** begin Records to use **

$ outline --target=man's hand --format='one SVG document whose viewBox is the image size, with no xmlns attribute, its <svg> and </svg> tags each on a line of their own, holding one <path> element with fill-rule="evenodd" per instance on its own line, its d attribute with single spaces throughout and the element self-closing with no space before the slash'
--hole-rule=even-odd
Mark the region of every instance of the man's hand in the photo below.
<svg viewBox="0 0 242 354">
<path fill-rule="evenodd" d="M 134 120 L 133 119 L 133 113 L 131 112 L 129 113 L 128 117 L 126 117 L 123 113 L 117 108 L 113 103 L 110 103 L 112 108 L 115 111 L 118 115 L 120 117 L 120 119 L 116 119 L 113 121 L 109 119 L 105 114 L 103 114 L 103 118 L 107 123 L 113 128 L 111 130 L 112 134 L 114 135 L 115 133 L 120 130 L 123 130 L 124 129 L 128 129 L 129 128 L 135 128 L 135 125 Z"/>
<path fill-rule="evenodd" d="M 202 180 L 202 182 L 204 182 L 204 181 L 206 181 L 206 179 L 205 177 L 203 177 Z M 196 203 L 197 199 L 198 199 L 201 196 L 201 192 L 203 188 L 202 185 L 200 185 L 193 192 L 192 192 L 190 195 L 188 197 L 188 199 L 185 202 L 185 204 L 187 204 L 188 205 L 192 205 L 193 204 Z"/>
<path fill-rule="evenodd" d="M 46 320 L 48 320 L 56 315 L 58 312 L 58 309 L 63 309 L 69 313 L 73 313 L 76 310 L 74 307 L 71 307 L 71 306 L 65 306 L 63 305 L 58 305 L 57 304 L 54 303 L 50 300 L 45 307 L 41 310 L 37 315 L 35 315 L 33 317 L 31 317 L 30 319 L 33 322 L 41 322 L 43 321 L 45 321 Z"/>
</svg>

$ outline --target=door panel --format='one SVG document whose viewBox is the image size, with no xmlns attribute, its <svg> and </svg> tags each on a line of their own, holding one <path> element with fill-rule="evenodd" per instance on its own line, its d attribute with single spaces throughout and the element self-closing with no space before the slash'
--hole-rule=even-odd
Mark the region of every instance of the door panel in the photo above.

** end Records to use **

* Given instruction
Output every line of the material above as a numbered list, skipping any blank lines.

* Result
1. $ outline --target=man's hand --format='one SVG document whose viewBox is the image size, with no xmlns attribute, its <svg> and </svg> tags each on a line of their own, holding one <path> element with fill-rule="evenodd" per instance on its own line, its d attribute with single spaces throughout and the element self-closing with no space before the slash'
2. --hole-rule=even-odd
3. Mark the region of every instance of the man's hand in the photo below.
4. <svg viewBox="0 0 242 354">
5. <path fill-rule="evenodd" d="M 134 120 L 133 119 L 133 113 L 131 112 L 129 113 L 128 117 L 126 117 L 123 113 L 117 108 L 113 103 L 110 103 L 112 108 L 115 111 L 118 115 L 120 117 L 120 119 L 116 119 L 113 121 L 109 119 L 105 114 L 103 114 L 103 118 L 107 123 L 113 128 L 111 130 L 112 134 L 114 135 L 115 133 L 120 130 L 123 130 L 124 129 L 128 129 L 129 128 L 135 128 L 135 125 Z"/>
6. <path fill-rule="evenodd" d="M 202 180 L 202 182 L 204 182 L 204 181 L 206 181 L 206 179 L 205 177 L 203 177 Z M 196 203 L 197 199 L 198 199 L 201 196 L 201 192 L 203 188 L 202 185 L 200 185 L 193 192 L 192 192 L 190 195 L 188 197 L 188 199 L 185 202 L 185 204 L 187 204 L 188 205 L 192 205 L 193 204 Z"/>
7. <path fill-rule="evenodd" d="M 46 320 L 48 320 L 56 315 L 58 312 L 58 309 L 63 309 L 69 313 L 73 313 L 76 310 L 74 307 L 71 307 L 71 306 L 65 306 L 63 305 L 58 305 L 57 304 L 54 303 L 50 300 L 45 307 L 41 310 L 37 315 L 35 315 L 33 317 L 31 317 L 30 319 L 33 322 L 41 322 L 43 321 L 45 321 Z"/>
8. </svg>
9. $ outline --target=door panel --format='one SVG document whose viewBox is the image size, with no xmlns attribute, its <svg> and </svg> tags each on a line of their own, holding one <path> element with fill-rule="evenodd" per instance on its own line, its d attribute with single spaces throughout and the element self-closing with no space before the slash'
10. --hole-rule=even-odd
11. Mark the region of every instance of the door panel in the photo above.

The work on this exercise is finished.